WORK REQUEST 1:
According to the space news update, which crew member is being left behind with Expedition 18?
WORK REQUEST 2:
Please pick up the space news update after its last sentence and write one more paragraph.

:: PAGE EXTRACT ::

This was another great week for space enthusiasts, with promise of more to follow. Well, more that is for all but one such I suppose, as private space pioneer Richard Garriott spends his final hours flying in orbit preparing for a (potentially) seasonally scary return home. Garriott is set to return by week's end with that other multigenerational space traveler, Commander Sergei Volkov and fellow Expedition 17 Flight Engineer Oleg Kononenko. (Greg Chamitoff is being left behind with Expedition 18 since he didn't finish his chess game in time against the third graders.)

This undocking and de-orbit draws attention greater than usual, since Soyuz has yet to redeem itself after the recent alarming re-entries. ("Alarming" relative to its superior safety record, that is.). An answer of sorts seems to be accepted regarding the recently analyzed explosive bolt issue ("the most probable cause … the delta potential between the plasma environment, the environment around space station, and the space station itself"). If indeed it was an electrical grounding problem then it should provide no more problems, and everyone on both ends of the fiery trip will breathe a little easier. In whatever way it might help though to employ human superstition, good luck on your return gentlemen.

Update on the shuttle shuffle: Atlantis is safely stowed back in the VAB, only a few external tank scuffs the worse for wear, its emptied cargo bay awaiting whatever new package is sent up to repair finicky Hubble. The space telescope balked from a flawless reboot to its back-up control side, requiring engineers to determine to what extent another restart might represent risk. Meanwhile stand-by Endeavour is set to "roll-around" from Pad B to Pad A tomorrow, preparing for her mission to service ISS next month.

:::
:: PROVIDED INFORMATION ::

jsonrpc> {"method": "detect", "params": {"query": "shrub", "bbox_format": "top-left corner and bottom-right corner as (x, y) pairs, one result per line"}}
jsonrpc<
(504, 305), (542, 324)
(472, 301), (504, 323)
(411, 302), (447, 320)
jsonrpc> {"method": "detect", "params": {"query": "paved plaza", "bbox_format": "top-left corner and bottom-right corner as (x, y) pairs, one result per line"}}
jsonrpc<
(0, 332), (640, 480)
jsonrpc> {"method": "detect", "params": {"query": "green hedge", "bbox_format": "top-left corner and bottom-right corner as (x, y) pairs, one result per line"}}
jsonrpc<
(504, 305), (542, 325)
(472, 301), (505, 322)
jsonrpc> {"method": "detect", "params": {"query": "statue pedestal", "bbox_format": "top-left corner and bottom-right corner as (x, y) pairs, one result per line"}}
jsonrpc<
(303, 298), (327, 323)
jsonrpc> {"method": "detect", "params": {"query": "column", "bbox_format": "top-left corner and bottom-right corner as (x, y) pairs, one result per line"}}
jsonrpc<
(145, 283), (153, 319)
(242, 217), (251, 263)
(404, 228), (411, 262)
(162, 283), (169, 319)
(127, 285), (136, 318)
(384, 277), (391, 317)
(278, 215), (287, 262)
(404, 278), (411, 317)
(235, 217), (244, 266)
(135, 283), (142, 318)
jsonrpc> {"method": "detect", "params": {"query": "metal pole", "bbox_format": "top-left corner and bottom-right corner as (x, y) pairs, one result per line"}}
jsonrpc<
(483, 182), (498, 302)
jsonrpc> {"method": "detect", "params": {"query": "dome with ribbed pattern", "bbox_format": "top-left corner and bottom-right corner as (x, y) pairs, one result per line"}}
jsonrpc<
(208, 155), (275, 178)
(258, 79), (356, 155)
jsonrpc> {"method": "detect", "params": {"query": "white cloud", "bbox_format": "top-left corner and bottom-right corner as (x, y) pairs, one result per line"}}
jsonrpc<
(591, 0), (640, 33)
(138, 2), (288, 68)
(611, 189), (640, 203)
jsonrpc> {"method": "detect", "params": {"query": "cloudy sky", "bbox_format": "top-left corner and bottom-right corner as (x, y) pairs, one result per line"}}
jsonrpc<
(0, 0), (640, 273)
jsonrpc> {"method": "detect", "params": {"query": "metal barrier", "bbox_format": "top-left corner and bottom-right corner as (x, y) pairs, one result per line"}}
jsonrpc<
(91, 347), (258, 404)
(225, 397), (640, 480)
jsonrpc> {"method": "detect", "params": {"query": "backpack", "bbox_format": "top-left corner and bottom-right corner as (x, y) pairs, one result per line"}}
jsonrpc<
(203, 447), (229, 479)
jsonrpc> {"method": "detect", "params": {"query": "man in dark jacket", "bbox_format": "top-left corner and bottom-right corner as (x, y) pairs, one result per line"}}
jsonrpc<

:::

FINAL ANSWER 1:
Greg Chamitoff.

FINAL ANSWER 2:
Space fans around the planet salute yesterday's launch of Chandrayaan, the Indian lunar probe. Chandrayaan ("moon craft") achieved its desired, mildly eccentric earth orbit successfully, to begin a fifteen-day loopty-loop journey to the moon for two years of study. It is hoped the probe will circle in a rare 100km polar orbit, compiling data to construct a better three-dimensional atlas of the lunar surface and mapping its distribution of elements and minerals. (One notes NASA has two lunar mapping instruments of its own aboard Chandrayaan.) Plans also include dropping a sub-probe to impact the surface with the Indian flag painted on its side. Not to (insert tasty, spicy food joke here), but it's great yet another nation joins the global club capable of the challenge of lunar transit.